# TEXT TO READ
──────────
Question:
my professor lost my midterm help!?
2012-04-26 12:03:53 UTC
ok so monday and wednesday. that was our midterm days. first was multiple choice and short answer wed was essay. so spring break then this week we come back. so monday she gave back ppls midterms except for mine. she asked me did i take the midterm and i said yeah and she said ok and i said do u want me to come to your office then she said wait til wednesday it's messy. then wednesday comes n i realize i was dropped from the class by the teacher?? then i ask her i was dropped from the class then she said did you take the first half of the midterm ( i got back the essay part on monday) then i said yeah do you remember monday you passed back my essay part n you asked me if i took the midterm and i said yeah then she said ok ill go check. then she left the classroom while the class was watching a film then at the end she came back n said she cant find it?!! she has to ask her ***. and check her home. then she said if i dont find your test by mon u get an a?! n i said ok will u reinstate me n she said dnt worry ill do it. problem: wat if she doesnt reinstate me??? or wat if all of this is a lie to get me off her back???? its a prob cuz i need my midterm grades to be sent to usd so i can transfer out?? how come the prof. has not reinstated me yet it doesnt take long.
──────────
# AIM OF THE EXERCISE
In the post about the lost midterm, what grade did the professor say the student would get if the test wasn't found by Monday?
──────────
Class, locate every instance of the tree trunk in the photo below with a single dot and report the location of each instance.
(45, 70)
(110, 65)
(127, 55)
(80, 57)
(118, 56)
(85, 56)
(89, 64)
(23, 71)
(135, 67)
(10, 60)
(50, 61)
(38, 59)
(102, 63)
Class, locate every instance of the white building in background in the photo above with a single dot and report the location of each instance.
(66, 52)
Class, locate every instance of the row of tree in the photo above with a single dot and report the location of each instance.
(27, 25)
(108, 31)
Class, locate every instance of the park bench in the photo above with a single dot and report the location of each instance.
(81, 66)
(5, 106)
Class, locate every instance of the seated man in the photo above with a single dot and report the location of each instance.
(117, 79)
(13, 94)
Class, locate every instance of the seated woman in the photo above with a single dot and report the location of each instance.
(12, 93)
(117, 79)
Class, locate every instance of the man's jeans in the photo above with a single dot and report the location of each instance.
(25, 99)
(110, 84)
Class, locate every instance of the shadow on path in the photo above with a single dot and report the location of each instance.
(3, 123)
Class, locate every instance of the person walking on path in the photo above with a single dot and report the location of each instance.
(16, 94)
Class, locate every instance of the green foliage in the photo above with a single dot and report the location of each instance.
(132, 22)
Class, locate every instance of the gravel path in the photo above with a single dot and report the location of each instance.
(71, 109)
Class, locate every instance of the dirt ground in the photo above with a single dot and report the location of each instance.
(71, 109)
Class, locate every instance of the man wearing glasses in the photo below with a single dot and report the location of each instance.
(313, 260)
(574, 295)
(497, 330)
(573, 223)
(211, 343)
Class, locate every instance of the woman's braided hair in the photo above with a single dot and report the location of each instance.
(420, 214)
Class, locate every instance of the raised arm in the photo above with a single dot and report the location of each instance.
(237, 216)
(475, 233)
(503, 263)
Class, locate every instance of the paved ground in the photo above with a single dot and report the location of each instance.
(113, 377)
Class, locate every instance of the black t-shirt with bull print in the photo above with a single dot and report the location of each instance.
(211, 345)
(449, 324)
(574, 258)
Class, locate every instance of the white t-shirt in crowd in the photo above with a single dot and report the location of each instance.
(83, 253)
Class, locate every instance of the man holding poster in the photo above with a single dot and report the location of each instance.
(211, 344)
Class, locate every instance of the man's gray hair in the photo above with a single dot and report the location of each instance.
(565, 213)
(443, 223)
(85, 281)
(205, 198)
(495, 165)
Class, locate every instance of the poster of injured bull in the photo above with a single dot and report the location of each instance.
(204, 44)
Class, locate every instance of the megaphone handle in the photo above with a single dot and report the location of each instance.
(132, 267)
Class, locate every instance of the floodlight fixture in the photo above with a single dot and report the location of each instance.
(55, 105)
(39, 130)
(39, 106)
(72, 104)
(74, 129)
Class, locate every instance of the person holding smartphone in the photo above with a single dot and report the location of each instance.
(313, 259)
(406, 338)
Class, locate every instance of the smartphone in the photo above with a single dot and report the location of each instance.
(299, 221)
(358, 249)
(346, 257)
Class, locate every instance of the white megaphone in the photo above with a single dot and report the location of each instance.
──────────
# CORRECT RESPONSE
An A.